*** Opening Data records ***

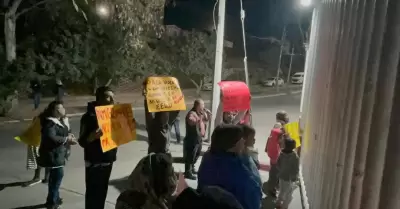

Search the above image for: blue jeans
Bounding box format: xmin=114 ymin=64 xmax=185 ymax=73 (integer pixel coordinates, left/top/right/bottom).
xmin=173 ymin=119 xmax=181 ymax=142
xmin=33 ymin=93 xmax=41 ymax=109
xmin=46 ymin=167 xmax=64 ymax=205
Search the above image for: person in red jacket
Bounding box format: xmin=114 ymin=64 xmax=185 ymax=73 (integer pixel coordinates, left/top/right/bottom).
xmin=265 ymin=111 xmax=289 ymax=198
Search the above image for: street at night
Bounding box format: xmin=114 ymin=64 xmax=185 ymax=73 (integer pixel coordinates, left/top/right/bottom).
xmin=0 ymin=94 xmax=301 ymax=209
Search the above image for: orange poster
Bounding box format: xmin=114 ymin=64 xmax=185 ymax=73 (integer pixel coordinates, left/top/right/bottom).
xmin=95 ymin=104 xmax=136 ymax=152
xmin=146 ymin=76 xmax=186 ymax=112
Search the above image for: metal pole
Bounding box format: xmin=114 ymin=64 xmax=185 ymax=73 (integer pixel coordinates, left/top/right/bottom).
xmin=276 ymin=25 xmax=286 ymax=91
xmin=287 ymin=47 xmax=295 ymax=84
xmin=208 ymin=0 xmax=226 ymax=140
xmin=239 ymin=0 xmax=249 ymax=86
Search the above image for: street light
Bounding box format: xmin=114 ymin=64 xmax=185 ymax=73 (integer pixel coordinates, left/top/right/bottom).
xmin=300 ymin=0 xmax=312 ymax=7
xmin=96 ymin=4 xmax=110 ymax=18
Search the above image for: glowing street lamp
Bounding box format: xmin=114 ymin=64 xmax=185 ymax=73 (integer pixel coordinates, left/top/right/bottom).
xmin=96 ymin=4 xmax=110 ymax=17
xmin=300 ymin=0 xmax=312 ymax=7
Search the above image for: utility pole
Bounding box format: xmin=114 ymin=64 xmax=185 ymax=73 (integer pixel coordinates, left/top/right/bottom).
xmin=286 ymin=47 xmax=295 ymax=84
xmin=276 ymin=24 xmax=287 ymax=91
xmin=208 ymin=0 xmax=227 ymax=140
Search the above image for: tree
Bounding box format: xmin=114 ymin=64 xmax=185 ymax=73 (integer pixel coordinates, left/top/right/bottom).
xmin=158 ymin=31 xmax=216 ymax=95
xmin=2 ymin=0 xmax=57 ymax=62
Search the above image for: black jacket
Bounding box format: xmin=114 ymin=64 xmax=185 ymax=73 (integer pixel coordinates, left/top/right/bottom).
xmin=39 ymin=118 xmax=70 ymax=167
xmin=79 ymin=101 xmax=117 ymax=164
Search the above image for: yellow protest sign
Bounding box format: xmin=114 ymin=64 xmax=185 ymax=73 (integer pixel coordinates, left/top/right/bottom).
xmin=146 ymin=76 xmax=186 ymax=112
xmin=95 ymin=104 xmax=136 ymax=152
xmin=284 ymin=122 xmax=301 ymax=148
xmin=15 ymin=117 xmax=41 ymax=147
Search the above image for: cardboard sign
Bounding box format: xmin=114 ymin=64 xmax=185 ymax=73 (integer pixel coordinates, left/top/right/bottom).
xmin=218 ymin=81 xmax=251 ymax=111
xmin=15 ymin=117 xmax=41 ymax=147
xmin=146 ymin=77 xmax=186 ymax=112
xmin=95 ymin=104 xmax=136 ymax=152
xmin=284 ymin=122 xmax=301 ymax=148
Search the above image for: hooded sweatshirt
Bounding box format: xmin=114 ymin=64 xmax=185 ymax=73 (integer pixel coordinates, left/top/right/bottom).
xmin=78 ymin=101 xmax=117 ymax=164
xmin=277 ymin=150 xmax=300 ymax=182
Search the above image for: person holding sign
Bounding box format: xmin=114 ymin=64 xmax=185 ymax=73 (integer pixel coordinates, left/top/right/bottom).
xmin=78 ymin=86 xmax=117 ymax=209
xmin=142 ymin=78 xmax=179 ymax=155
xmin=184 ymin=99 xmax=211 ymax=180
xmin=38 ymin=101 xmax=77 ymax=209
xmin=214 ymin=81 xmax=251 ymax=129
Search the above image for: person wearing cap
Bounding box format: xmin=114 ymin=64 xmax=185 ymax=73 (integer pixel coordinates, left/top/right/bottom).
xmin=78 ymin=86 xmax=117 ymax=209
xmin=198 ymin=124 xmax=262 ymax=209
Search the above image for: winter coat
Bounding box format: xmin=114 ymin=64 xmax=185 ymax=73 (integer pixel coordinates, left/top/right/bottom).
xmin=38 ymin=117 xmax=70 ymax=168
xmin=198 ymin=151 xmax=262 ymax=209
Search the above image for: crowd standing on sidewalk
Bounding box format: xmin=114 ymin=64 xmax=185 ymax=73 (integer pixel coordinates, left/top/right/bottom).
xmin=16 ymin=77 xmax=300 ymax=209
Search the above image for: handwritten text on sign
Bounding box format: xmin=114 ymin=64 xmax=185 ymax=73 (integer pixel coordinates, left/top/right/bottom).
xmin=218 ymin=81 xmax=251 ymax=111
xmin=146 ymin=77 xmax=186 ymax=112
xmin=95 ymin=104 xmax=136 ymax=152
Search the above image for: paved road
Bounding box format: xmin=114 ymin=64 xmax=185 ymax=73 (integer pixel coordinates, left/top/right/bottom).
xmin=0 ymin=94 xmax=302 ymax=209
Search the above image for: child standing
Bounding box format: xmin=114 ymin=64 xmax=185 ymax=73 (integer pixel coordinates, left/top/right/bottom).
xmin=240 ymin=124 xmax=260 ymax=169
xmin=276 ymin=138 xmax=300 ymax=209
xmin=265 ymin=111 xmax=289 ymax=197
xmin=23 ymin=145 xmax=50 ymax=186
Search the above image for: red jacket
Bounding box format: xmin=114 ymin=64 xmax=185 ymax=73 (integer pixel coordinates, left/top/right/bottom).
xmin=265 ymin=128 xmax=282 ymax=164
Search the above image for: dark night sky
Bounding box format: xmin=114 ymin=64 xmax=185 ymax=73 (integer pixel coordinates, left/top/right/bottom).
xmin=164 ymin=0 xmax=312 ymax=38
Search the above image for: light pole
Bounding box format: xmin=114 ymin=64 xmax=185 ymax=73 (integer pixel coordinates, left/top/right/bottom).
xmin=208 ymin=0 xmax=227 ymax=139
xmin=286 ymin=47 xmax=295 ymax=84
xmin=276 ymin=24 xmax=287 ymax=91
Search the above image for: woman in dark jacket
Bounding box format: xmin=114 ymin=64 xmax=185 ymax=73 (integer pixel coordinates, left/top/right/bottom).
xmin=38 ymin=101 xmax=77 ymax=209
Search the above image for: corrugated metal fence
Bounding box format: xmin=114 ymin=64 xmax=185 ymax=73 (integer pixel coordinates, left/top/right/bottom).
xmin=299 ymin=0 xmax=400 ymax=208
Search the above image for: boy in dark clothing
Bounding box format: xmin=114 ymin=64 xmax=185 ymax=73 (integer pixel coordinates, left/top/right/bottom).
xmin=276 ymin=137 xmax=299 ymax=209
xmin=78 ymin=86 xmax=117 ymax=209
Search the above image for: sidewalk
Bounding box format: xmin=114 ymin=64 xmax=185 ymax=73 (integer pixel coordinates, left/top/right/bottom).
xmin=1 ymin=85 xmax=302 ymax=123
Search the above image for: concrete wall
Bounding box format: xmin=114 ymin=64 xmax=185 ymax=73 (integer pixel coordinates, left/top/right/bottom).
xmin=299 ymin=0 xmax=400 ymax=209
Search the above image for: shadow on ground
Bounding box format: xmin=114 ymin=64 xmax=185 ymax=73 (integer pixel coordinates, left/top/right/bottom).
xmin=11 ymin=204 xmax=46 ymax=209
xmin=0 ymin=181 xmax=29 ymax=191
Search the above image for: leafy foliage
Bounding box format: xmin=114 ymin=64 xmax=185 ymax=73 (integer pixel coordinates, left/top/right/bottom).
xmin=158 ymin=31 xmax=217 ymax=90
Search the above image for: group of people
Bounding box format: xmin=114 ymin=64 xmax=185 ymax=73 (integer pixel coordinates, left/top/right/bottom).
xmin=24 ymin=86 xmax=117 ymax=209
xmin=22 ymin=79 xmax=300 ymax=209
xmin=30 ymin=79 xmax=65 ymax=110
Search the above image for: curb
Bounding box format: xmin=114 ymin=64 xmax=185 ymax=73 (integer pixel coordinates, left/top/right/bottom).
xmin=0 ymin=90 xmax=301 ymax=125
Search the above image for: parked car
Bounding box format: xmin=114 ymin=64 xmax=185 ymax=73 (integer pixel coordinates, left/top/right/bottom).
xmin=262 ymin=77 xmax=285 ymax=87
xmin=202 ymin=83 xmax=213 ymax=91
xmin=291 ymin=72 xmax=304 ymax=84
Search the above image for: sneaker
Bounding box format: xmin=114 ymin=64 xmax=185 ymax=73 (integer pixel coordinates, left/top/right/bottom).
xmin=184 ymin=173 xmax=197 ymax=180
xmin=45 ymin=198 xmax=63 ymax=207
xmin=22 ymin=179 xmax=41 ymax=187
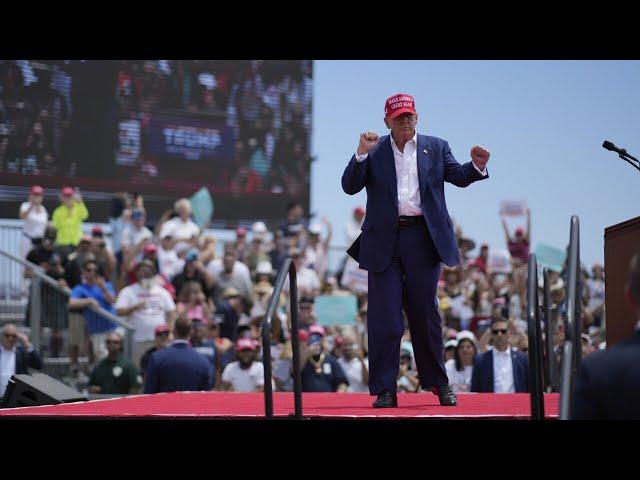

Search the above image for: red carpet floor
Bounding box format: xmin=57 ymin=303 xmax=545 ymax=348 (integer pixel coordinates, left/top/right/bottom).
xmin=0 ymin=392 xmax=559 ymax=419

*** Closing Data records ***
*** Opening Data records ***

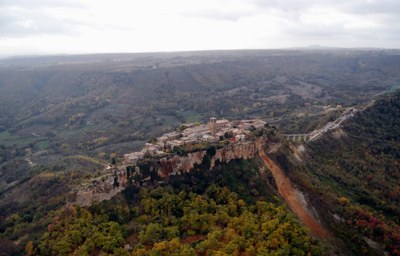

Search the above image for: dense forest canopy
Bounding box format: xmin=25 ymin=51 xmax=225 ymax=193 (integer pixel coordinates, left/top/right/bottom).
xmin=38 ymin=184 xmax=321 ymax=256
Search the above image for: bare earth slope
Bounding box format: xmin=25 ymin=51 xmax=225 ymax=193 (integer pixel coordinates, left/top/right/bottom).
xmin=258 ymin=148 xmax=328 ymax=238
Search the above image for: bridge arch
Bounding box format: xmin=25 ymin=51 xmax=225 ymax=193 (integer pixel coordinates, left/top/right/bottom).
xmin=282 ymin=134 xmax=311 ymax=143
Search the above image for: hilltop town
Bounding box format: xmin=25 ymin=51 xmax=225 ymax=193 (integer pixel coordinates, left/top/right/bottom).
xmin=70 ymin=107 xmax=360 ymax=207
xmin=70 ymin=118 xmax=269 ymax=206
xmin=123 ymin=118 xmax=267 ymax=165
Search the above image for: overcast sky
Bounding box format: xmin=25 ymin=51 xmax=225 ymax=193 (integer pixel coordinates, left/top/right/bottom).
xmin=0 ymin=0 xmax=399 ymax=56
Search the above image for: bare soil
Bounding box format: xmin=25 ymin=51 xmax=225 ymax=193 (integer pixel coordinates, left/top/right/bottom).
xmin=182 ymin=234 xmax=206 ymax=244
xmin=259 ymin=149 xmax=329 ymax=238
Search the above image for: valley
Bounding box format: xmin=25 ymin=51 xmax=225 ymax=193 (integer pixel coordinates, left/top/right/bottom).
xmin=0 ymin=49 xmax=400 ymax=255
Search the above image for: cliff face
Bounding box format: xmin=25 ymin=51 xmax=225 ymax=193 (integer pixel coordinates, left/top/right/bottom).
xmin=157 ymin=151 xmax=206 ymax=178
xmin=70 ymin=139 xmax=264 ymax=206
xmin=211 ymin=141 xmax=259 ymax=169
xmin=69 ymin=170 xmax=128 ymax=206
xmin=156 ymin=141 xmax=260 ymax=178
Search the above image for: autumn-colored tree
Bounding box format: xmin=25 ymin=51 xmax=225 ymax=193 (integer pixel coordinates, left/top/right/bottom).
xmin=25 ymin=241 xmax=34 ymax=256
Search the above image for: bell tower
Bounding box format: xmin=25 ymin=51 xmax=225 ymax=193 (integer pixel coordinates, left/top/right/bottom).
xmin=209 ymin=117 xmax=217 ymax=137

*** Closing Data records ***

[Required action] The lines above starting at the one that contains "Search the above image for: blue jeans" and ending at the one that contains "Search the above image for: street at night" must be transcribed exactly, and no other lines may appear.

[The completed task]
Search the above image for: blue jeans
Bounding box format: xmin=114 ymin=64 xmax=185 ymax=73 (integer pixel coordinates, left/top/right/bottom).
xmin=173 ymin=119 xmax=181 ymax=142
xmin=33 ymin=93 xmax=41 ymax=109
xmin=46 ymin=167 xmax=64 ymax=205
Search the above image for: person in red jacket
Bounding box format: xmin=114 ymin=64 xmax=185 ymax=73 (integer pixel coordinates, left/top/right/bottom).
xmin=265 ymin=111 xmax=289 ymax=198
Search the above image for: street at night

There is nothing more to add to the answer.